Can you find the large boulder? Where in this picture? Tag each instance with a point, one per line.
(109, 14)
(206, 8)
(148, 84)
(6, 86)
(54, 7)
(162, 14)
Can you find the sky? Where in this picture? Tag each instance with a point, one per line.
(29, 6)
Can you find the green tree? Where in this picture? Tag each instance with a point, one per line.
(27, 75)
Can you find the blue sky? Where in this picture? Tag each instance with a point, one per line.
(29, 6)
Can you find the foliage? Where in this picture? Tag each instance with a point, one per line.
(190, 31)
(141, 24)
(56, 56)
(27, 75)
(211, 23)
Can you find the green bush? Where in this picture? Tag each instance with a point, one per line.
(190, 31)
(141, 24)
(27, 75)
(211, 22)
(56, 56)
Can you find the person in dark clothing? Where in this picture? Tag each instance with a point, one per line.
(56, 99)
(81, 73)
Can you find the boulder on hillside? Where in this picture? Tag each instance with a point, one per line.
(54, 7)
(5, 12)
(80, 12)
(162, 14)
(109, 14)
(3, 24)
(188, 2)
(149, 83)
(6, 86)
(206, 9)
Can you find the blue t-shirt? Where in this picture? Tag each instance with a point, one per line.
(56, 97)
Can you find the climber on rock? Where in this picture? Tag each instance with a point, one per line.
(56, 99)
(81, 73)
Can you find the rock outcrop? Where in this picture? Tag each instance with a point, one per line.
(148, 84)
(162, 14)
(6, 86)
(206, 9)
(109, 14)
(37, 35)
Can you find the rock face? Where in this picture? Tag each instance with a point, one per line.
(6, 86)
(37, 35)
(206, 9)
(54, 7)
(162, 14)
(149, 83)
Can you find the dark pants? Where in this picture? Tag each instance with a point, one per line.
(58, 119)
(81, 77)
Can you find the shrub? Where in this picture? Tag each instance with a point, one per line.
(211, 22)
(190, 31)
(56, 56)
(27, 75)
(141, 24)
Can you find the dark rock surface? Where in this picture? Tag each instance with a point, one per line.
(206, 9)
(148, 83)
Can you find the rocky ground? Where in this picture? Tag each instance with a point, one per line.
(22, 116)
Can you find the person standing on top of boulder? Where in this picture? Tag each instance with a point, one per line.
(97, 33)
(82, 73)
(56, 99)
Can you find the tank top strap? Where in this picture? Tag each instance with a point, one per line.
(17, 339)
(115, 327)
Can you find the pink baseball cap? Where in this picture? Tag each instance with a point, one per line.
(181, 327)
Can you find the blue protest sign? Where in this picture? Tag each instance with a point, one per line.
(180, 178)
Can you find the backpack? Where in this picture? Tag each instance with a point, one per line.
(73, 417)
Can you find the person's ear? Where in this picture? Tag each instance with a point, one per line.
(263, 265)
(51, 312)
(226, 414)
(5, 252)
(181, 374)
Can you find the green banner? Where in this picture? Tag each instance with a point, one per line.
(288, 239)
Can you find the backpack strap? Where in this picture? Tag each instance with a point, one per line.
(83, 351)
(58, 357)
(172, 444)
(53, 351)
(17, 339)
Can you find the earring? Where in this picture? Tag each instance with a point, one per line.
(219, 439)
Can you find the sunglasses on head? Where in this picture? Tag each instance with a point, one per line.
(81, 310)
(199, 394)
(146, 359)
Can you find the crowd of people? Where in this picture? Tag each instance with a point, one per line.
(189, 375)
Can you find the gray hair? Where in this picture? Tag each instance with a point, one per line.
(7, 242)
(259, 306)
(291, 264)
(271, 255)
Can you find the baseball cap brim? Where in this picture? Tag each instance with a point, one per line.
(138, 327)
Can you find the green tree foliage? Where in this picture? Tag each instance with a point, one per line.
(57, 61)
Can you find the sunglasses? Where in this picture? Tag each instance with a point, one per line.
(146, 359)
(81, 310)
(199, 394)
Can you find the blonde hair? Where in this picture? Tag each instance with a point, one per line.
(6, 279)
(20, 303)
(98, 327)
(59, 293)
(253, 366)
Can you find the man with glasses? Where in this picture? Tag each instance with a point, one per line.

==============================

TASK BRIEF »
Reproduce the material above exactly; please quote every line of it.

THE RESULT »
Can you find the large boulder? Where in this picture? Tag each instance with a point, one per line.
(109, 14)
(206, 8)
(148, 84)
(6, 86)
(54, 7)
(162, 14)
Can you find the sky? Where in this picture? Tag each instance with a point, one per line.
(29, 6)
Can you find the green tree? Where in this picture? Tag each instance with a point, one per line.
(27, 75)
Can you find the blue sky? Where in this picture? Tag each instance with a point, one per line.
(29, 6)
Can you find the foliage? Where in this picture? Tag each instance with a point, one per line.
(190, 31)
(141, 24)
(56, 56)
(27, 75)
(211, 23)
Can you find the green bush? Where in this picture? Tag each instance with a point, one per line.
(190, 31)
(141, 24)
(27, 75)
(211, 22)
(56, 56)
Can you find the person in dark clothing? Where in this picture? Tag each instance with a point, one per line.
(56, 99)
(81, 73)
Can you find the boulder on hillside? Where in this picture? Tag each instance with a point, one per line.
(54, 7)
(5, 12)
(80, 12)
(162, 14)
(109, 14)
(3, 24)
(188, 2)
(149, 83)
(6, 86)
(206, 9)
Can you find the blue t-shirt? Where in this picture? Tag each instance with a point, one per line.
(56, 97)
Can you find the climber on rock? Where in this picture? Tag each instance with a point, one per line.
(56, 99)
(81, 73)
Can you find the rock outcrop? Where in this picture? Tag each instance with a point, one per line.
(148, 84)
(162, 14)
(6, 86)
(206, 9)
(109, 14)
(37, 35)
Can you find the rock face? Where in this picture? Tag each instance with a point, one per line.
(6, 86)
(37, 35)
(206, 9)
(54, 7)
(162, 14)
(149, 83)
Can you find the dark pants? Where in this picture? Tag each instance with a point, one per line.
(58, 119)
(81, 77)
Can you find the shrub? Where in this picture? Tag each instance with a point, one per line.
(211, 22)
(190, 31)
(56, 56)
(27, 75)
(141, 24)
Can you find the dark rock surface? Where in this picture? Tag each instance with a point, one per line.
(206, 9)
(148, 83)
Can you find the rocky ground? Where in this picture? Tag each instance with a point, one per line.
(22, 116)
Can you find the person standing on top of boulder? Where in this picture? Tag each instance with a point, one per line.
(97, 33)
(82, 73)
(56, 99)
Can you find the tank top strap? Where in this picture? Tag each instance with a point, one per line.
(17, 339)
(115, 327)
Can you find the pink baseball cap? Where in this picture? Tag each instance with a point, one per line.
(181, 327)
Can you find the blue protest sign? Where in this picture? Tag each instance with a point, one per line.
(180, 178)
Can you find the backpack? Where in this picture? Tag each instance with a point, one per line.
(73, 417)
Can you find the person's ear? Where in this picture? Tag each instance with a point, one per line.
(263, 265)
(51, 312)
(226, 414)
(5, 252)
(181, 374)
Can you find the green banner? Where in this picture? Tag each instance with a point, one per line.
(288, 239)
Can you find the backpack strap? Where in this picture? Tag each instance with a point, one per line.
(83, 351)
(58, 357)
(172, 444)
(53, 351)
(17, 339)
Can you find the earring? Where in this picture? Tag each instance with a point, one per line.
(219, 439)
Can you find the sunglasses on head? Where in this picture? Tag each instance with a point, one per line.
(81, 310)
(199, 394)
(146, 359)
Can you find the crowd of people? Where in this picture? Tag each instance with a point, one per line.
(189, 375)
Can you find the gray hair? Where in this picture? Tag each instance with a point, one per line.
(7, 242)
(259, 306)
(291, 264)
(271, 255)
Can you find the baseball cap brim? Where in this picture? Tag each instance with a point, one per line.
(138, 327)
Can you find the green tree foliage? Where in this picture? Tag each instance with a point, one per line.
(57, 61)
Can you find the sunglasses? Where in this picture? Tag each instance with a point, one per line.
(146, 359)
(81, 310)
(199, 394)
Can you find the blonde hair? Where in this picture? Tag each instance with a point, one per line.
(6, 279)
(20, 303)
(98, 327)
(59, 293)
(253, 366)
Can you find the man with glasses? Where in this picture? Tag each instance with a point, one per line.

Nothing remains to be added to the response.